:: Task instructions ::
Print every line below exactly as written, but leave the pictures behind.

━━ Provided data ━━

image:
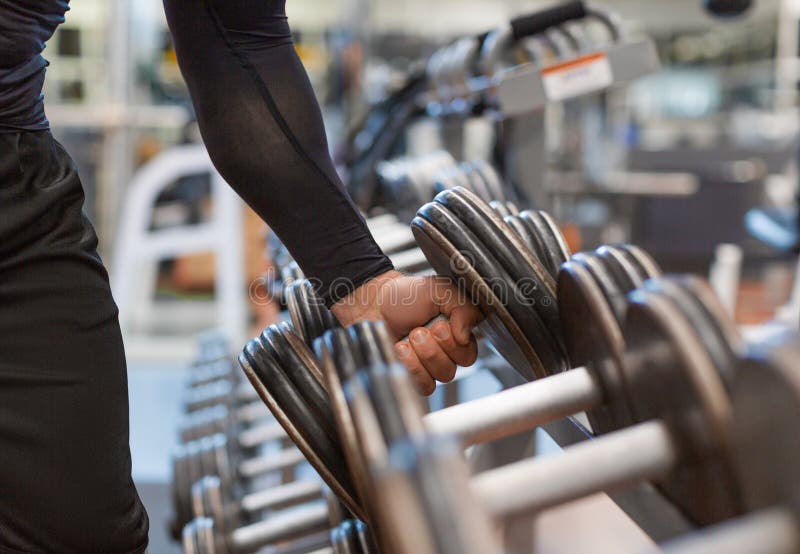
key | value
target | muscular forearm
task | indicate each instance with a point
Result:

━━━

:: Solved exercise ::
image:
key | value
target | muscular forearm
task | indicate each instance with a point
Result:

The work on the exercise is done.